- **Selected text**
****

That security which the laws in Great Britain give to every man,
that he shall enjoy the fruits of his own labour, is alone
sufficient to make any country flourish, notwithstanding these
and twenty other absurd regulations of commerce ; and this
security was perfected by the Revolution, much about the same
time that the bounty was established. The natural effort of every
individual to better his own condition, when suffered to exert
itself with freedom and security, is so powerful a principle,
that it is alone, and without any assistance, not only capable of
carrying on the society to wealth and prosperity, but of
surmounting a hundred impertinent obstructions, with which the
folly of human laws too often encumbers its operations: though
the effect of those obstructions is always, more or less, either
to encroach upon its freedom, or to diminish its security. In
Great Britain industry is perfectly secure; and though it is far
from being perfectly free, it is as free or freer than in any
other part of Europe.

****

- **Goal A**
In the passage on security in Great Britain, which event perfected the security that British laws give every man over the fruits of his own labor?

****

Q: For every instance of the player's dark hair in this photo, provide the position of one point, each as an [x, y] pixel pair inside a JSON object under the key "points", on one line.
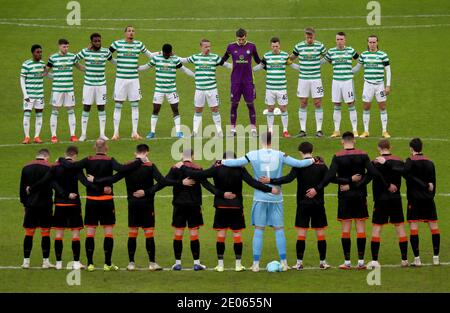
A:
{"points": [[34, 47], [71, 151], [384, 144], [95, 35], [167, 48], [348, 136], [305, 147], [274, 39], [241, 32], [142, 148], [416, 144]]}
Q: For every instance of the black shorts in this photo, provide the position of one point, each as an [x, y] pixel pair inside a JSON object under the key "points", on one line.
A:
{"points": [[67, 217], [99, 212], [421, 211], [352, 208], [187, 215], [313, 213], [226, 218], [38, 217], [388, 211], [141, 214]]}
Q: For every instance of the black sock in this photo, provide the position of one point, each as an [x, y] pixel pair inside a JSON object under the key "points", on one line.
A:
{"points": [[131, 248], [76, 247], [150, 246], [177, 248], [322, 247], [45, 245], [108, 245], [90, 246], [27, 246], [436, 239], [195, 249], [220, 248], [58, 249]]}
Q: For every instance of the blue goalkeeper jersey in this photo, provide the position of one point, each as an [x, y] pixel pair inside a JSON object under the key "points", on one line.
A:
{"points": [[269, 163]]}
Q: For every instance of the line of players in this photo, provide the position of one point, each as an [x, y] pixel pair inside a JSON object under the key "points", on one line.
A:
{"points": [[310, 52], [350, 168]]}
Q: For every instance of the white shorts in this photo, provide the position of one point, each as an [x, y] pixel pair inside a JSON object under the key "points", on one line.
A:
{"points": [[374, 89], [342, 90], [276, 96], [34, 103], [66, 99], [95, 94], [172, 97], [127, 89], [310, 88], [210, 96]]}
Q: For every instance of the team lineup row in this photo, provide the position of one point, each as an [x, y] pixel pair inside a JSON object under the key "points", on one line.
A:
{"points": [[311, 53], [351, 169]]}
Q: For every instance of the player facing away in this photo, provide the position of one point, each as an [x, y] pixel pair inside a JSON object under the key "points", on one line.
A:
{"points": [[420, 195], [206, 85], [309, 53], [127, 85], [166, 66], [274, 62], [229, 206], [242, 52], [340, 57], [375, 63], [37, 207], [32, 84], [62, 64], [310, 211], [387, 206], [267, 208], [348, 169], [94, 88]]}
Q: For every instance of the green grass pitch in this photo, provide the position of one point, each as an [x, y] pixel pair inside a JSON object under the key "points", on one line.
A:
{"points": [[416, 36]]}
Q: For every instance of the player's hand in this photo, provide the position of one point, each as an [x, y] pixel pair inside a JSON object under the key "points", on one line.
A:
{"points": [[229, 195], [139, 193], [188, 182], [72, 195], [356, 178], [311, 193], [392, 188]]}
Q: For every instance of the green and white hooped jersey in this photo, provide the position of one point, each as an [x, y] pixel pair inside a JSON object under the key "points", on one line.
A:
{"points": [[166, 72], [127, 57], [374, 63], [34, 81], [276, 70], [62, 66], [205, 70], [95, 63], [309, 59], [342, 62]]}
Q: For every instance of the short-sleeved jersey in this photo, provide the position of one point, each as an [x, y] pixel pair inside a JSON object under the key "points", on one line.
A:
{"points": [[127, 57], [205, 70], [166, 72], [309, 58], [342, 62], [34, 81], [95, 62], [275, 70], [62, 66], [374, 63]]}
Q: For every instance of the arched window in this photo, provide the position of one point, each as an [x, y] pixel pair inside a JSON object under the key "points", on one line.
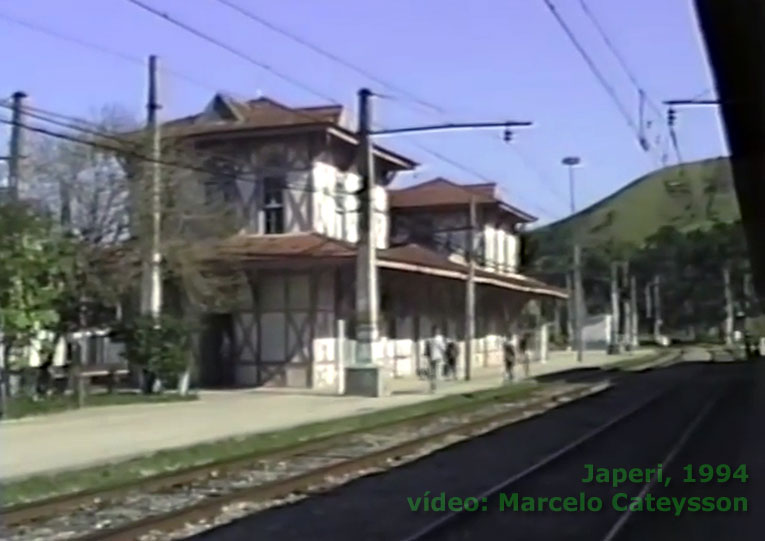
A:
{"points": [[273, 204]]}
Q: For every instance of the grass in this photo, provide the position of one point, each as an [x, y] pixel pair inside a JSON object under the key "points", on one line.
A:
{"points": [[638, 210], [106, 476], [26, 406]]}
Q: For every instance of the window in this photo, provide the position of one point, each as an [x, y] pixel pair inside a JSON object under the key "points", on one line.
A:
{"points": [[273, 204], [220, 188]]}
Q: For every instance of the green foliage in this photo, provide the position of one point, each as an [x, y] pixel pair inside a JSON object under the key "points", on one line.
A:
{"points": [[161, 347], [681, 223], [31, 273], [694, 195]]}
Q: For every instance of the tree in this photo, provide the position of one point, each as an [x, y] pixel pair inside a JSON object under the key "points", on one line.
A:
{"points": [[98, 190], [31, 281]]}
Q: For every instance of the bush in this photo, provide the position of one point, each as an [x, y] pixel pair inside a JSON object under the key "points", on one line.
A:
{"points": [[161, 348]]}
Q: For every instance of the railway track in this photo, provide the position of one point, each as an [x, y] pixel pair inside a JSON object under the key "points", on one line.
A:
{"points": [[175, 500], [553, 473], [168, 501]]}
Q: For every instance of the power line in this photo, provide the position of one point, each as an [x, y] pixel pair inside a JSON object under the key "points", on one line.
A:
{"points": [[619, 57], [327, 54], [143, 157], [99, 48], [316, 48], [595, 70], [472, 171], [232, 50]]}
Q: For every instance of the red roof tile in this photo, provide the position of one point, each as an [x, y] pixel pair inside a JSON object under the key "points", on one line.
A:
{"points": [[441, 192], [409, 258]]}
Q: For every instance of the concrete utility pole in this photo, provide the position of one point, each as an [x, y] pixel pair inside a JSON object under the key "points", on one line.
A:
{"points": [[470, 289], [626, 307], [364, 377], [657, 320], [17, 146], [571, 162], [648, 300], [729, 315], [748, 292], [614, 346], [635, 326], [570, 311], [151, 299]]}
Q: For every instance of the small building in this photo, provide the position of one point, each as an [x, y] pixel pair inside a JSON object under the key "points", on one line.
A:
{"points": [[287, 178]]}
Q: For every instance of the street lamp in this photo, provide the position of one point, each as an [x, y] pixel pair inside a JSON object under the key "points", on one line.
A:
{"points": [[571, 162]]}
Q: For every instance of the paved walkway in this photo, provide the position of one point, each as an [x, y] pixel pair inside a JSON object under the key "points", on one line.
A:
{"points": [[96, 435]]}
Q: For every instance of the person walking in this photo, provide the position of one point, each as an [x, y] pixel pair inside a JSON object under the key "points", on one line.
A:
{"points": [[435, 350], [509, 356], [523, 346], [450, 368]]}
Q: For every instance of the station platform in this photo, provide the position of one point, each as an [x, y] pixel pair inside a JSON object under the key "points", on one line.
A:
{"points": [[91, 436]]}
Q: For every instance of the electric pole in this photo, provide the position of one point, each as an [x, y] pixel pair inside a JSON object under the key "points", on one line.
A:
{"points": [[647, 290], [366, 260], [364, 376], [470, 289], [17, 146], [570, 311], [614, 307], [729, 321], [571, 162], [152, 271], [657, 317], [633, 307], [626, 308]]}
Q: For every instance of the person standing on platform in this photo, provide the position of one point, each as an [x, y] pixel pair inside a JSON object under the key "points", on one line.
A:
{"points": [[450, 368], [508, 350], [435, 350], [523, 347]]}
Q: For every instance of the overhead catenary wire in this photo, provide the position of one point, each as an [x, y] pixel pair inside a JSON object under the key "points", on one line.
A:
{"points": [[619, 57], [331, 56], [431, 106], [595, 70], [218, 43], [145, 158], [98, 48], [180, 75], [240, 54]]}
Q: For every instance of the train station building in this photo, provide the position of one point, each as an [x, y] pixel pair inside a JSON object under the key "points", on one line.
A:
{"points": [[290, 181]]}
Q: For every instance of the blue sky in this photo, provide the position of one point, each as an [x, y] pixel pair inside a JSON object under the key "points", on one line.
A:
{"points": [[478, 60]]}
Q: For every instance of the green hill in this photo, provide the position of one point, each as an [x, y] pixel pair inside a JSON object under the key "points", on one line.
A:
{"points": [[689, 196]]}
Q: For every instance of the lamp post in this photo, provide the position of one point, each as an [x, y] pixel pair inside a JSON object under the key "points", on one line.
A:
{"points": [[571, 162], [364, 377]]}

****

- **Goal B**
Locate every line of the records that contains the word "building" and copy each of those lines.

- **Task answer A**
The Revolution.

- **Task answer B**
Q: For every instance of the small building in this photo, provide the position of one point, each as an [x, y] pixel pair inside a JSON object under the key "points", on one line.
Q: For every instance of the train station building in this photo, provide the position of one point, each as an [x, y] pixel pair inside a JSON object under the key "points", on one line.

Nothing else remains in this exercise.